== SELECTED TEXT ==
◇ ◇ ◇
# Dashboard light plug lose connection



## drock (Apr 18, 2004)

Hi - 

Need some help..

The dahboard light goes on and off and I pulled out the plug (the one located left to the steering) and this white plug has a lose connection and looks like I would need to replace the plug and the wires connected to it. But I don't know the name of this part - not even sure if that's a standard nissan part or the previous owner installed it or something..

Here's the images..










This is how it shows up from outside..










That white plug has the lose connection..

Thanks!

(I by mistake posted the same thread in B13 too, sorry)


----------



## joenobodyx (Jan 27, 2003)

Since we're on this subject, does this part just pop out, or do I need any special tools? The reason I ask is because the green light on my cruise control main switch has burned out. The switch itself still works, but the light itself no longer functions. Does anyone have any experience with this issue? Is this an easy fix, or something I shold save for my mechanic? Thanks in advance.


----------



## Ninety-Nine SE-L (May 5, 2002)

drock: If the switch looks broken, try just replacing the switch, you can pick one up at a junk yard for like $5 (or 5-finger discount depending on the place .....setaling is wrong, tho). If the white harness is the problem, you can prolly splice a new one on if you're any good at wiring.

nbkoontz: all those switches just pop out. Get the entire trim piece off with a small screwdriver, disconnect the item and slide it out of the trim piece. Fixing a light bulb is easy, I'm sure it's a #194 bulb. Lower the wheel, take out the instrument cluster (6 screws in all), and change the bulb from the back.


----------
◇ ◇ ◇
== EXERCISE SET ==
1. In the forum thread, what do you get if you substitute "putty knife" for "screwdriver" in the passage between "## Ninety-Nine SE-L" and "from the back.", inclusive?
2. Answer these questions from the forum thread:
(a) Where is the plug that drock pulled out located?
(b) What color is the light on joenobodyx's cruise control main switch?
(c) According to Ninety-Nine SE-L, how many screws hold the instrument cluster in all?
The lines after this are separate from the forum thread.

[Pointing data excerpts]
◇ ◇ ◇
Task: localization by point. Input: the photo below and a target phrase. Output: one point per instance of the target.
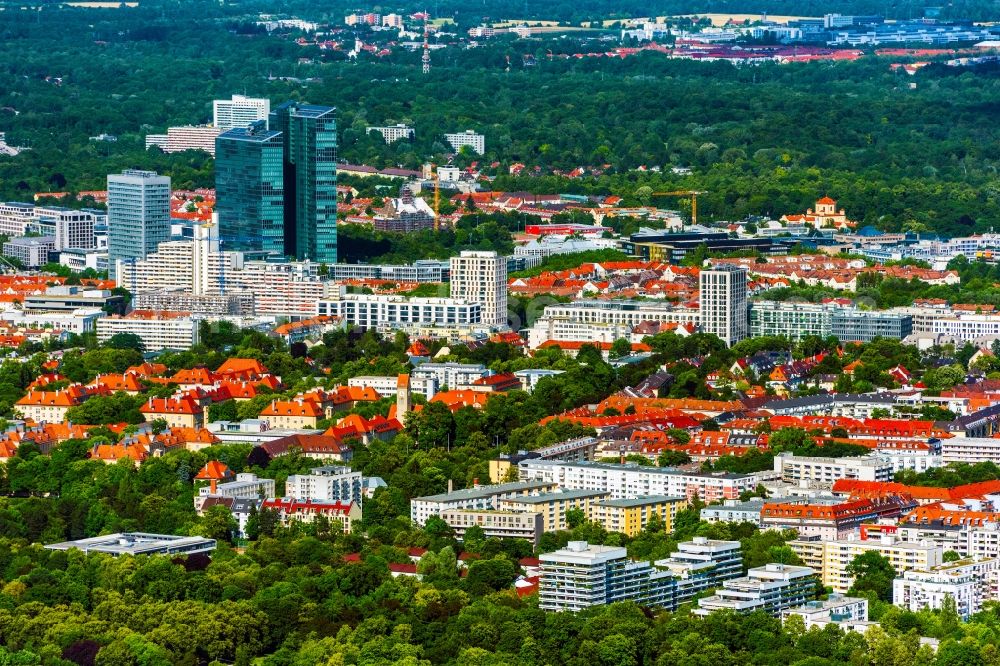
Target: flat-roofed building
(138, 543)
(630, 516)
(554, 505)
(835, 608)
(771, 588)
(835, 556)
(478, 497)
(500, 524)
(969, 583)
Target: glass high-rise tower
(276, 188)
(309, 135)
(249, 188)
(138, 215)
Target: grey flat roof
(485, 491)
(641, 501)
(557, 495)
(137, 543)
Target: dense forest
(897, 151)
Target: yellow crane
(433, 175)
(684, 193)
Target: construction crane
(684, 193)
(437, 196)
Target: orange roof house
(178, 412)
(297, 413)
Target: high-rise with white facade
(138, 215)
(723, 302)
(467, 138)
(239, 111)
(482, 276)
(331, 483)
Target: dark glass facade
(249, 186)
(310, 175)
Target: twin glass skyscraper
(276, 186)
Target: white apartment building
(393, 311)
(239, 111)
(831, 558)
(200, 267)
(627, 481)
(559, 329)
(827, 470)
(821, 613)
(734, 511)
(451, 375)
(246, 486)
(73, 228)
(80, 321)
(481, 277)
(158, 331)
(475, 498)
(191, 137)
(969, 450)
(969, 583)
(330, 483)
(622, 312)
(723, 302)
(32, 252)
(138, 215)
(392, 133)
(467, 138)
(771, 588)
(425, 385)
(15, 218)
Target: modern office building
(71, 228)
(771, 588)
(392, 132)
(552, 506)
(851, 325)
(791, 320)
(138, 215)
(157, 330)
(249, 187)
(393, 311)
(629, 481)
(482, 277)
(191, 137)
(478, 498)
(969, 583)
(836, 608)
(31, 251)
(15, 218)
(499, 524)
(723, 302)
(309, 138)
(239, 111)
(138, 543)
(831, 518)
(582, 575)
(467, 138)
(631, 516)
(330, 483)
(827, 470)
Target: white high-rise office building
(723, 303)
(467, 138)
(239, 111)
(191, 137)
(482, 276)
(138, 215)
◇ ◇ ◇
== SET OF ANSWERS ==
1.
## Ninety-Nine SE-L (May 5, 2002)

drock: If the switch looks broken, try just replacing the switch, you can pick one up at a junk yard for like $5 (or 5-finger discount depending on the place .....setaling is wrong, tho). If the white harness is the problem, you can prolly splice a new one on if you're any good at wiring.

nbkoontz: all those switches just pop out. Get the entire trim piece off with a small putty knife, disconnect the item and slide it out of the trim piece. Fixing a light bulb is easy, I'm sure it's a #194 bulb. Lower the wheel, take out the instrument cluster (6 screws in all), and change the bulb from the back.

2.
(a) Left of the steering.
(b) Green.
(c) Six.